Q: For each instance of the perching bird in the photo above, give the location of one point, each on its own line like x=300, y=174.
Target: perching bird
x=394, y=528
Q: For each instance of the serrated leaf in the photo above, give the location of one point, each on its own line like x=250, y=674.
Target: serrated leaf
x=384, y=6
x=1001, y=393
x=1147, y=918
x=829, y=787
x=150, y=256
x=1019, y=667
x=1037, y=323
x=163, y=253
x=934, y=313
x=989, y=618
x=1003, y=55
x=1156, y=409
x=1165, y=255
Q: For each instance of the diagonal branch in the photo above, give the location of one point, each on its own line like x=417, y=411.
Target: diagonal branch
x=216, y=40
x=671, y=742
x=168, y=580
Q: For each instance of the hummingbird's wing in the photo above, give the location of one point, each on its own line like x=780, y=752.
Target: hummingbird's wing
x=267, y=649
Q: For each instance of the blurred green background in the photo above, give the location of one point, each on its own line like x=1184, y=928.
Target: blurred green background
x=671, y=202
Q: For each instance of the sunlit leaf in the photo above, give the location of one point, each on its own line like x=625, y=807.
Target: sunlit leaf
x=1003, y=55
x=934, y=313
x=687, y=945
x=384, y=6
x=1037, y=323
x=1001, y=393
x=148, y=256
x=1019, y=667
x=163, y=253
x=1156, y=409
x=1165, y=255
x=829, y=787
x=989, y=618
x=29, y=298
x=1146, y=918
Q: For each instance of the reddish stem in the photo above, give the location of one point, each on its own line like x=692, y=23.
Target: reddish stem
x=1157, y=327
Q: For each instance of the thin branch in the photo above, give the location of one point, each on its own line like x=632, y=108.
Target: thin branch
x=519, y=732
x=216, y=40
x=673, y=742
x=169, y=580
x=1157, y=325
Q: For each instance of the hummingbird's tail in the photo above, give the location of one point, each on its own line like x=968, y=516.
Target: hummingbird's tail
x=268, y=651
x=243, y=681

____

Aim of the exercise
Repeat the records above exactly, from the first line to the last.

Output for this exercise
Q: For each instance of the perching bird in the photo above, give the location of one point, each on its own line like x=300, y=174.
Target: perching bird
x=394, y=528
Q: For each instance of the serrated leaf in the photo above, give the location of one point, each on its own line like x=250, y=674.
Target: serrated leaf
x=384, y=6
x=1001, y=393
x=1147, y=918
x=829, y=787
x=150, y=256
x=1019, y=667
x=1037, y=323
x=163, y=253
x=934, y=313
x=989, y=618
x=1003, y=55
x=1156, y=409
x=1165, y=255
Q: For each instance of the diagonal branch in the photo above, give the location of one point, each on its own line like x=417, y=411.
Target: diagonal branch
x=216, y=40
x=671, y=742
x=168, y=580
Q: For each instance of the hummingbird's wing in the photo above, give the location of one point, each on its own line like x=780, y=752.
Target: hummingbird's wing
x=267, y=649
Q: For each instance of the blurred green background in the photo above, give the location of one point, each on its own line like x=1184, y=928.
Target: blurred green background
x=671, y=202
Q: For each instance of the sunlit leaf in the photo above, give the location of one point, each on its own line like x=625, y=807.
Target: sunlit leaf
x=1003, y=55
x=934, y=313
x=687, y=945
x=384, y=6
x=1037, y=323
x=1001, y=393
x=148, y=256
x=1019, y=667
x=163, y=253
x=1156, y=409
x=1165, y=255
x=829, y=787
x=989, y=618
x=29, y=298
x=1146, y=918
Q: For each instance of the reddish stem in the photo above, give the location of one point, each on its own line like x=692, y=23.
Target: reddish stem
x=1157, y=327
Q: For each instance of the thin branch in the photo above, give the location of one point, each on its own line like x=632, y=108.
Target: thin branch
x=519, y=732
x=216, y=40
x=673, y=742
x=169, y=580
x=1157, y=325
Q: For each instance of the hummingbird's tail in the photo above, give the location of one point, each on its own line like x=968, y=516.
Target: hummingbird's tail
x=268, y=651
x=243, y=681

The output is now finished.